Not something I said. I explicitly mentioned the functional core, iterative shell architecture, and explained how you need to understand functional enough to know when it's a good time to not use it.

At this point your posts look like someone making fun of a complex technology they do not understand, without really approaching any valid criticism of its real shortcomings, because such criticism require a thorough understanding of the thing being criticised.

> Functional programming that introduces or models state requires more abstraction, and then complexity.

I'm pretty sure I've said exactly that. Good thing we agree on it. But you don't seem to realize that this fact is only true for handling state, and not for other aspects of programming.

> Imperative programming with state is as simple as functional programming without state.

You've never tried to compose multiple asynchronous event streams of complex data types from different subsystems into one single user-facing unified presentation, have you? Your assertion is simply not true. Such feat is way simpler in functional reactive style, and a true nightmare in an imperative multithreaded program. That's why web frameworks are evolving to handle more and more reactive functional patterns for compositional asynchronous tasks.



Your comparison of mutable programming to the use of goto and unhygenic macros would suggest that mutation is a similar type of dinosaur to be culled.

>You've never tried to compose multiple asynchronous event streams of complex data types from different subsystems into one single user-facing unified presentation, have you? Your assertion is simply not true. Such feat is way simpler in functional reactive style, and a true nightmare in an imperative multithreaded program. That's why web frameworks are evolving to handle more and more reactive functional patterns for compositional asynchronous tasks.

### EXTRACTED INFORMATION
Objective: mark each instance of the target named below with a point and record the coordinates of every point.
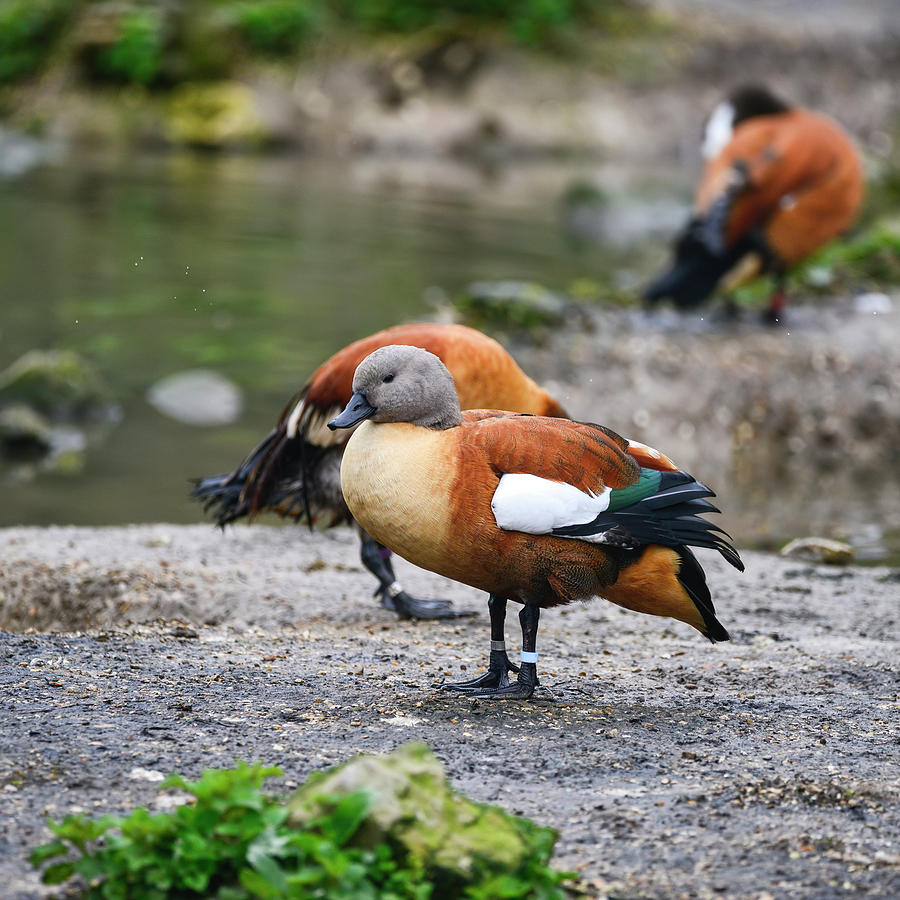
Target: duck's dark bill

==

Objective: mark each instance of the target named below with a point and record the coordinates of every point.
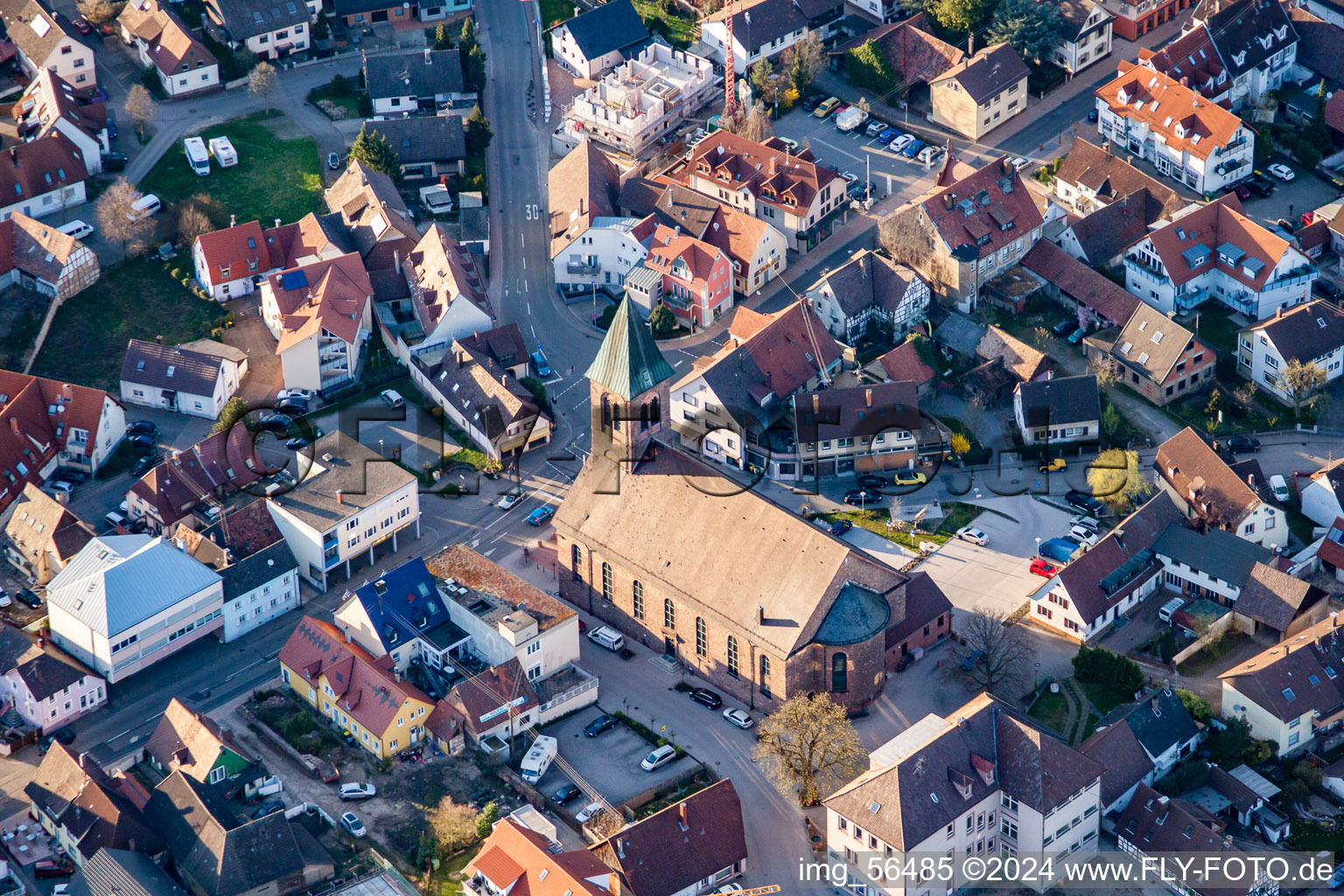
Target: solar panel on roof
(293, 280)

### TASK SET
1. Please answer these questions about the forum exchange, one line each:
(a) Which architecture does the writer say they explicitly mentioned?
(b) In which style does the writer say composing asynchronous event streams is way simpler?
(c) What does the writer say web frameworks are evolving to handle?
2. Sum up the forum exchange in two sentences.
The records play no part here.

### SOLUTIONS TO EACH TASK
1.
(a) The functional core, iterative shell architecture.
(b) Functional reactive style.
(c) More and more reactive functional patterns for compositional asynchronous tasks.

2. The writer says they had explicitly mentioned the functional core, iterative shell architecture. The writer also agrees that functional programming that models state needs more abstraction and complexity, but argues that this is true only for handling state, since composing multiple asynchronous event streams is way simpler in functional reactive style than in an imperative multithreaded program.